═════ SUPPLIED MATERIAL

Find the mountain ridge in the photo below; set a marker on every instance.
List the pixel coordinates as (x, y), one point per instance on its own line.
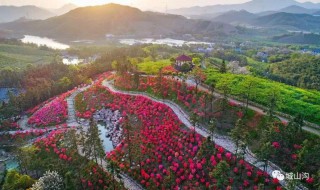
(95, 22)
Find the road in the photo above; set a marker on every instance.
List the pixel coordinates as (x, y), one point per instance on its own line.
(222, 141)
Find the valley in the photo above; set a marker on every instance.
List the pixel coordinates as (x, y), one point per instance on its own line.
(114, 97)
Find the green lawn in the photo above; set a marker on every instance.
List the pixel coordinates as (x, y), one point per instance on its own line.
(292, 100)
(19, 56)
(152, 67)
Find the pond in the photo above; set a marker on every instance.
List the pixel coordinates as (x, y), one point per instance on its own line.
(164, 41)
(72, 61)
(41, 41)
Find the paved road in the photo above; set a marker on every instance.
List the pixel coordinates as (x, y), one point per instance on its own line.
(222, 141)
(128, 182)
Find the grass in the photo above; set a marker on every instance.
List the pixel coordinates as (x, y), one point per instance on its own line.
(291, 100)
(19, 56)
(152, 67)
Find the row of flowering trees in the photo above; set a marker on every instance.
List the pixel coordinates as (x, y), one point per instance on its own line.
(8, 125)
(190, 98)
(277, 141)
(160, 153)
(59, 151)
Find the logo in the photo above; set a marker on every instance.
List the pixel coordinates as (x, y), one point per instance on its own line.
(277, 174)
(290, 176)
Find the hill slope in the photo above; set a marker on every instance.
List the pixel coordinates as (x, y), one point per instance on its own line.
(11, 13)
(236, 17)
(289, 21)
(97, 21)
(254, 6)
(298, 10)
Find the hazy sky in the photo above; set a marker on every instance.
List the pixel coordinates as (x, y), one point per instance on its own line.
(143, 4)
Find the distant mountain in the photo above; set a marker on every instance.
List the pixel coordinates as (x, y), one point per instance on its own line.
(298, 38)
(64, 9)
(298, 10)
(289, 21)
(254, 6)
(236, 17)
(11, 13)
(316, 13)
(97, 21)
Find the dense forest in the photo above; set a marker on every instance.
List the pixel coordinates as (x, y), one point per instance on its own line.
(299, 70)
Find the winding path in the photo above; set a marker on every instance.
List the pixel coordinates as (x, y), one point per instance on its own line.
(222, 141)
(315, 130)
(128, 182)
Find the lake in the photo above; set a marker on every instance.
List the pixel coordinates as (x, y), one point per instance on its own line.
(164, 41)
(4, 93)
(72, 61)
(41, 41)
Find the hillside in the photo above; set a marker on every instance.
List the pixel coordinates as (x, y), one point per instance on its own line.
(298, 10)
(97, 21)
(298, 38)
(254, 6)
(64, 9)
(11, 13)
(236, 17)
(289, 21)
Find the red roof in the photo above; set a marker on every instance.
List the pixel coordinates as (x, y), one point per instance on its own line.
(184, 58)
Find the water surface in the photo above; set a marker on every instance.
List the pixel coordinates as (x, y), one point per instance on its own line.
(41, 41)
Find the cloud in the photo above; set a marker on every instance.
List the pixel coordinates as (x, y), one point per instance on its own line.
(39, 3)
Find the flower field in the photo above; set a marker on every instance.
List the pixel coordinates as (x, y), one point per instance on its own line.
(166, 154)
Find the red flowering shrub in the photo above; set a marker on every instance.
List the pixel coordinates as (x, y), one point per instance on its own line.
(167, 154)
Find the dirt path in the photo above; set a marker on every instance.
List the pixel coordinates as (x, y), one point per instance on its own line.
(222, 141)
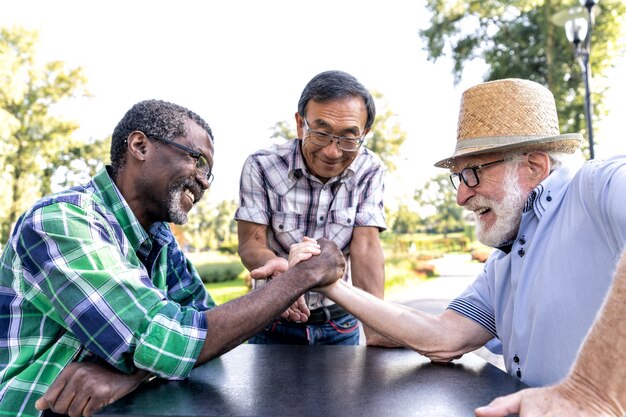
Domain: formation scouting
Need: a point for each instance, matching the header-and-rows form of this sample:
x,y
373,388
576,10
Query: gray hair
x,y
153,117
330,85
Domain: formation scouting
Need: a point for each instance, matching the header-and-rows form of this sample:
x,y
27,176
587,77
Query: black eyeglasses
x,y
469,175
345,143
202,164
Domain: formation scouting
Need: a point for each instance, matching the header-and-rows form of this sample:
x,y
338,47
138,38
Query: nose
x,y
464,193
202,179
332,150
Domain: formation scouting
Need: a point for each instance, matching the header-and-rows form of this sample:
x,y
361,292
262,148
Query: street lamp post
x,y
578,23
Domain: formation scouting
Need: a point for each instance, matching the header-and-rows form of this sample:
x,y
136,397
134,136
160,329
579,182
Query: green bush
x,y
220,271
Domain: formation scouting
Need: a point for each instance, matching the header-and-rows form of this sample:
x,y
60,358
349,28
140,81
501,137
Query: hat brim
x,y
567,143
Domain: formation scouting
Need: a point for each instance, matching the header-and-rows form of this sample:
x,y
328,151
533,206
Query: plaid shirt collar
x,y
140,241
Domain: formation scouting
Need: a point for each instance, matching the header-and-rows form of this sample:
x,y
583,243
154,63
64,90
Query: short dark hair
x,y
330,85
154,117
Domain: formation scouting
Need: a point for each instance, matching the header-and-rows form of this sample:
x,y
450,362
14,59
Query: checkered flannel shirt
x,y
81,278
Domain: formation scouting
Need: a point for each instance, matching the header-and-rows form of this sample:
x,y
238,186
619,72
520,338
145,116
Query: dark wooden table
x,y
279,380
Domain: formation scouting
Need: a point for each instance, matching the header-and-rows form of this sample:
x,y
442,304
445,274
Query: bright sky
x,y
242,64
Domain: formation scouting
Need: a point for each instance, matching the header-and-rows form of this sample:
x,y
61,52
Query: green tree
x,y
405,220
438,197
386,136
212,226
517,38
33,141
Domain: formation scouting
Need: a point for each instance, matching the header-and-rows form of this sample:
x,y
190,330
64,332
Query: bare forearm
x,y
253,249
255,256
601,363
441,338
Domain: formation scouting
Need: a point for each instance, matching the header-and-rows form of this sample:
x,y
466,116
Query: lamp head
x,y
576,30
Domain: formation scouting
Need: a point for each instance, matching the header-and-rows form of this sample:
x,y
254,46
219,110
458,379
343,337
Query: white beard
x,y
508,212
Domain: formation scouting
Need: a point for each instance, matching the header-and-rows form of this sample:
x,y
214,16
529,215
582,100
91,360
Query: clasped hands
x,y
298,312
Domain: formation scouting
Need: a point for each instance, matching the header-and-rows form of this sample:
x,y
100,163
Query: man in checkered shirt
x,y
322,185
95,293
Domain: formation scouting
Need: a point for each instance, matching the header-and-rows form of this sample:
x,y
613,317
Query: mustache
x,y
479,201
191,185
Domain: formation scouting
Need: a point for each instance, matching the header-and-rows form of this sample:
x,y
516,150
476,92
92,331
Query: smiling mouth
x,y
481,211
191,196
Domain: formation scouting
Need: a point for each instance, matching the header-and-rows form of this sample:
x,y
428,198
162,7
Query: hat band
x,y
496,141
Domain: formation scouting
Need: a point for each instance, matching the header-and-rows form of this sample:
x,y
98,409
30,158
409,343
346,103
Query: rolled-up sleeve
x,y
76,274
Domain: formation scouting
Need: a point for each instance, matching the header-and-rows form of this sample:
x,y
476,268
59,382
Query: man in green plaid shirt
x,y
95,293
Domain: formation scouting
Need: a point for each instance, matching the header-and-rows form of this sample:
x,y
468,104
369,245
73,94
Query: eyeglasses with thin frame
x,y
202,164
345,143
469,175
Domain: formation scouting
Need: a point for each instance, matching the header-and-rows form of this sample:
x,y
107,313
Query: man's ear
x,y
539,164
299,125
137,145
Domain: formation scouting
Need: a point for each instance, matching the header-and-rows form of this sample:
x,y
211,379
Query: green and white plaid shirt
x,y
81,278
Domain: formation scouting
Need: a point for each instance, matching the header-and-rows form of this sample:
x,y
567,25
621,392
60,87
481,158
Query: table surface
x,y
281,380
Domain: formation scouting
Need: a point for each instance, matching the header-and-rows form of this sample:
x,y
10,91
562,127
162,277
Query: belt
x,y
325,314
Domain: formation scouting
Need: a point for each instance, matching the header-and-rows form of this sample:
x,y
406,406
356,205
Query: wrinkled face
x,y
497,201
345,117
173,182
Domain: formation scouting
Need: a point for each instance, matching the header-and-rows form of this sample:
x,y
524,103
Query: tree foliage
x,y
517,38
33,141
212,226
439,196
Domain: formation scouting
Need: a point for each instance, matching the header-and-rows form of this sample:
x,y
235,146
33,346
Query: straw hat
x,y
509,114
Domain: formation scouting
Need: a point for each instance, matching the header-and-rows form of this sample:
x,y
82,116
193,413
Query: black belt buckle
x,y
325,314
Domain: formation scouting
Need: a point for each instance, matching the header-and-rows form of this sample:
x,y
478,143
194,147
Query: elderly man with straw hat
x,y
559,228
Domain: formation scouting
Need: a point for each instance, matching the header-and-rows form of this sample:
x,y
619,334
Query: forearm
x,y
441,338
232,323
255,256
600,369
253,249
367,261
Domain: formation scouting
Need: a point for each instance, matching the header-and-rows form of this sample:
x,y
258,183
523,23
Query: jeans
x,y
343,330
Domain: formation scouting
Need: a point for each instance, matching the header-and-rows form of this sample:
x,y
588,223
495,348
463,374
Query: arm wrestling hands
x,y
83,388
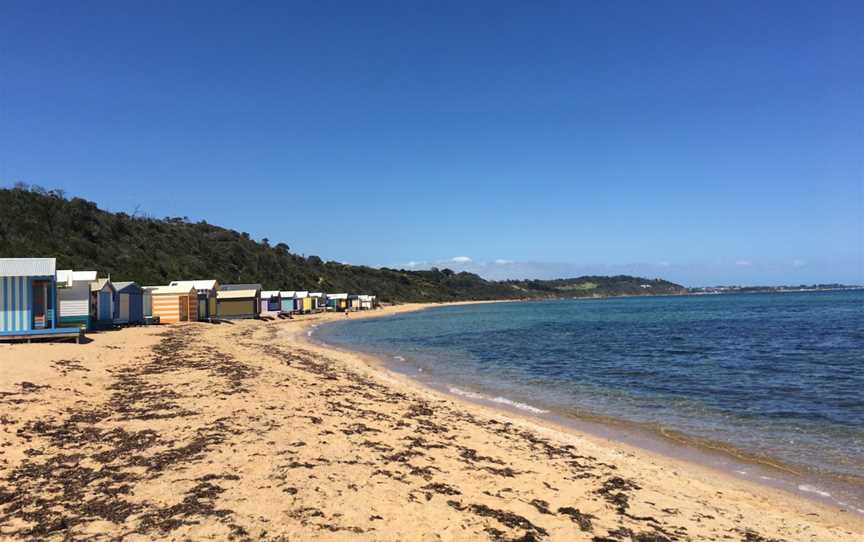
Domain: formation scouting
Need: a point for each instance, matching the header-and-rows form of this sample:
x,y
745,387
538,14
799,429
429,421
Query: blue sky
x,y
705,142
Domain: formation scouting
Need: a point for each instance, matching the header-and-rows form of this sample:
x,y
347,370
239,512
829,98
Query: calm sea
x,y
778,377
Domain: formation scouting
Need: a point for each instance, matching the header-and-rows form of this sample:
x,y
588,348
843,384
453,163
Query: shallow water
x,y
773,376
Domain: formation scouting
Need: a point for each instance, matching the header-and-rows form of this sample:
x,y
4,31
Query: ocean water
x,y
778,378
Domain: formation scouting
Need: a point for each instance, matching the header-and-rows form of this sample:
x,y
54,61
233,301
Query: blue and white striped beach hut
x,y
28,299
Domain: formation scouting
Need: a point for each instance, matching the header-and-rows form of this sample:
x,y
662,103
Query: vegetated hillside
x,y
599,286
38,223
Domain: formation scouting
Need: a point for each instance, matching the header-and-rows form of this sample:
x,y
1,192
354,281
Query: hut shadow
x,y
218,322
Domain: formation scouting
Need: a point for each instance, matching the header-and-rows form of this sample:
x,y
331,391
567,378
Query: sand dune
x,y
247,431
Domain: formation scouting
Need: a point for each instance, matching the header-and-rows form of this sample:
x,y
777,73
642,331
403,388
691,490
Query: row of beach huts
x,y
39,301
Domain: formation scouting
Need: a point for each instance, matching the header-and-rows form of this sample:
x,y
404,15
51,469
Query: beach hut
x,y
337,302
102,294
28,300
73,293
206,296
301,302
271,303
366,301
287,301
173,303
128,303
238,301
317,301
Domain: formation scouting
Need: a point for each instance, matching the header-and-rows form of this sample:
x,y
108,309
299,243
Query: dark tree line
x,y
35,222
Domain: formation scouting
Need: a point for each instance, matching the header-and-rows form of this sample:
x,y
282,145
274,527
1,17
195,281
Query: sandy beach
x,y
249,431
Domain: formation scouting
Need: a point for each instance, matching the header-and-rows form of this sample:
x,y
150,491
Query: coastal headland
x,y
248,430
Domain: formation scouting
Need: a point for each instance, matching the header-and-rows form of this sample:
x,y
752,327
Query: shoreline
x,y
761,471
248,430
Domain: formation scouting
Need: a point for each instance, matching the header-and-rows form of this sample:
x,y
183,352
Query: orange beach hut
x,y
174,303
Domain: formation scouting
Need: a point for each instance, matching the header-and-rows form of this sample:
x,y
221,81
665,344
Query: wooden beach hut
x,y
102,294
271,303
302,303
234,301
317,301
367,302
28,300
287,301
173,304
128,303
337,302
207,289
73,293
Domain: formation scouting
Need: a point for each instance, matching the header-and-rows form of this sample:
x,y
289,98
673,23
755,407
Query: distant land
x,y
764,289
35,222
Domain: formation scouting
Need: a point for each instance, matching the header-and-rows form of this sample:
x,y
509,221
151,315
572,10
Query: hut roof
x,y
197,284
27,267
175,290
236,294
120,286
229,287
69,276
99,284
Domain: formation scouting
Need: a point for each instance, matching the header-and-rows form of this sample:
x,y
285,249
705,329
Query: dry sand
x,y
247,431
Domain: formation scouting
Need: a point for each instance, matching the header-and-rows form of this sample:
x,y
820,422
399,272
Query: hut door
x,y
105,312
124,307
40,305
184,308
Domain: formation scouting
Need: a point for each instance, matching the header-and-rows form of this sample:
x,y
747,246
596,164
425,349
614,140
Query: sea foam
x,y
500,400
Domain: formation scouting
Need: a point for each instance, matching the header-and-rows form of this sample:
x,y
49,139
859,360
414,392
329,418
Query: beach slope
x,y
246,430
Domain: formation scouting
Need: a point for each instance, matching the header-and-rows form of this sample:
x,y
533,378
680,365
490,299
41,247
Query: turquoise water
x,y
779,376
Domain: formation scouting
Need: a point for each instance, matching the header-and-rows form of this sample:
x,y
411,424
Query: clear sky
x,y
705,142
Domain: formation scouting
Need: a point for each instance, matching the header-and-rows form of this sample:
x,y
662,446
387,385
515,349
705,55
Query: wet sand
x,y
247,430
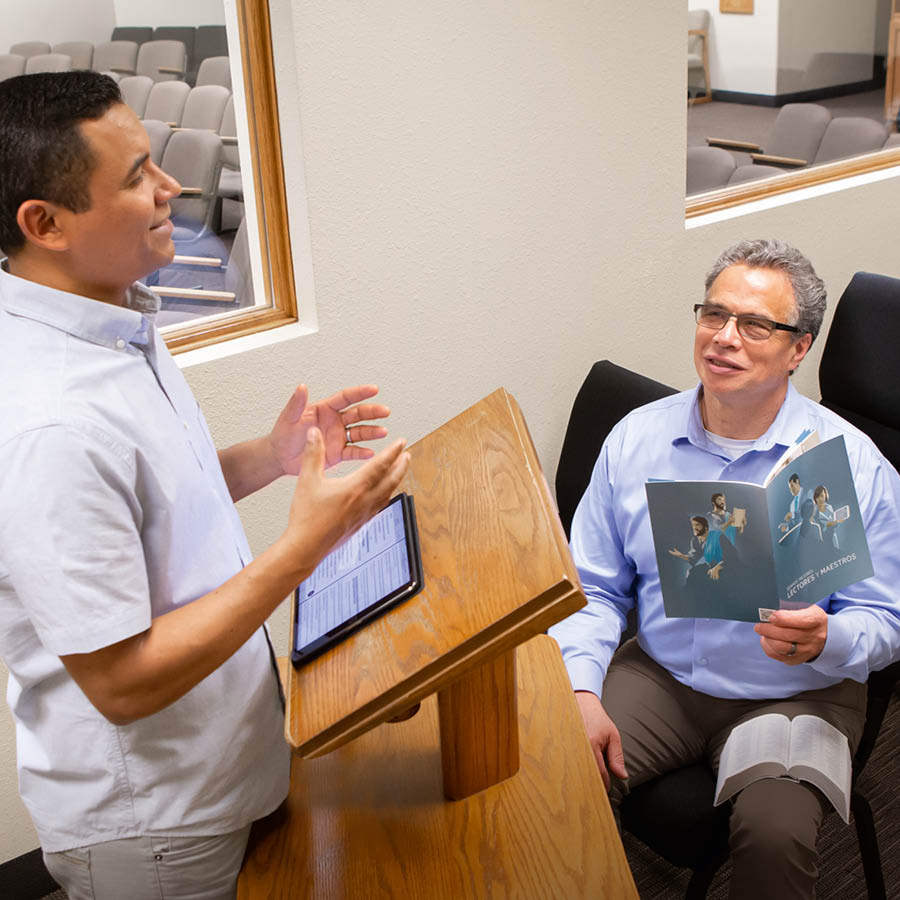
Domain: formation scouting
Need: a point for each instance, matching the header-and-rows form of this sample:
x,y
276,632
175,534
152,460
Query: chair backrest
x,y
608,393
48,62
215,70
205,107
11,64
238,275
162,60
749,172
184,33
159,134
850,136
138,33
115,56
228,129
135,92
797,131
29,48
708,168
858,376
166,100
81,53
194,158
211,40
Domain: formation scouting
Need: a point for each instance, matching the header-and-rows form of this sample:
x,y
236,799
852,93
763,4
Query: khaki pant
x,y
152,868
774,822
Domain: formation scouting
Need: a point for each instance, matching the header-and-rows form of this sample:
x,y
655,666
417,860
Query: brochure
x,y
733,550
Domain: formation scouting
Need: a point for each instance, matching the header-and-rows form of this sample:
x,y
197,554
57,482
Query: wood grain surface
x,y
369,821
497,571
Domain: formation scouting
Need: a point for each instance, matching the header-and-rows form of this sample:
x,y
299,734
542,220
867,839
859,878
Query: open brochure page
x,y
371,564
713,548
806,748
819,541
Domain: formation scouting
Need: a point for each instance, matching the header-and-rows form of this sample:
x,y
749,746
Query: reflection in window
x,y
795,84
177,79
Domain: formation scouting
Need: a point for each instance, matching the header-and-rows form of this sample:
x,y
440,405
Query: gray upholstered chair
x,y
698,55
793,141
166,101
159,134
708,168
162,60
48,62
139,34
80,52
115,56
214,70
848,136
11,64
204,107
30,48
136,91
195,159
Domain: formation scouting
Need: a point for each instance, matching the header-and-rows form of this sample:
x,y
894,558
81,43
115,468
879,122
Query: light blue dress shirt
x,y
113,511
613,550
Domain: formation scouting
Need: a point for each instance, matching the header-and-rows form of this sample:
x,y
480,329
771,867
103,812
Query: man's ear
x,y
39,222
801,347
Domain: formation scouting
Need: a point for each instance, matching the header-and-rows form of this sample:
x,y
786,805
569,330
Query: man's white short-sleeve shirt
x,y
113,511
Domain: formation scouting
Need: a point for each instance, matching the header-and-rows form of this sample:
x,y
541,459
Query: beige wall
x,y
496,197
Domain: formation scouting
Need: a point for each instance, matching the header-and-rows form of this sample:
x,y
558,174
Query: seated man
x,y
671,696
141,678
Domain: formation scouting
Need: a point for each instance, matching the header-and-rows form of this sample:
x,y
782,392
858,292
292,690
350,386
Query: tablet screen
x,y
369,566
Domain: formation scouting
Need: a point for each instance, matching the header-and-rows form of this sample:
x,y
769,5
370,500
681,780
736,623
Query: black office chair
x,y
674,814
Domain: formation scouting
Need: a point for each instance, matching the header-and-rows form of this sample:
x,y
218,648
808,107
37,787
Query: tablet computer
x,y
374,569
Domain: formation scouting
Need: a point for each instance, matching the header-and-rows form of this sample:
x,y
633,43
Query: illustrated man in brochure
x,y
671,696
141,676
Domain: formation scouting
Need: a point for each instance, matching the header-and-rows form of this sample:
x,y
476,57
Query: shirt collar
x,y
782,432
91,320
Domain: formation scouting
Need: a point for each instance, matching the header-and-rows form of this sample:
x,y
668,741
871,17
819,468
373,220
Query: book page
x,y
758,748
820,754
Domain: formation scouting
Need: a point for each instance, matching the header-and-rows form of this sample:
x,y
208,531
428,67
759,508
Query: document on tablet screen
x,y
370,565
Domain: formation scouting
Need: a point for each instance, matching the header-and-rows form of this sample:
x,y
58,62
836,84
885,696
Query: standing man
x,y
671,696
142,682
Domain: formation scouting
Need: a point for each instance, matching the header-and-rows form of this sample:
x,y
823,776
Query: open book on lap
x,y
805,748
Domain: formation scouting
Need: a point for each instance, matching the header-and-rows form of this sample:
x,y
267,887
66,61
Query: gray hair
x,y
809,289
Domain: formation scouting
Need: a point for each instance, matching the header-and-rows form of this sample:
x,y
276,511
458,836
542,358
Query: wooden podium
x,y
373,819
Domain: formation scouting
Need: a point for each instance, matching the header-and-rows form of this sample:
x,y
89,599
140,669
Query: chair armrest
x,y
727,144
211,261
193,294
787,162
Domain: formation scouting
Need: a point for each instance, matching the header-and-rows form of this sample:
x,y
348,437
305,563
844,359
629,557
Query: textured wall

══════════

* _EXERCISE DESCRIPTION_:
Filter the records above down to the lines containing "road".

* _TASK OUTPUT_:
Find the road in the photo above; set a marker on every instance.
Find the paved road in the photo above; set a marker on every instance.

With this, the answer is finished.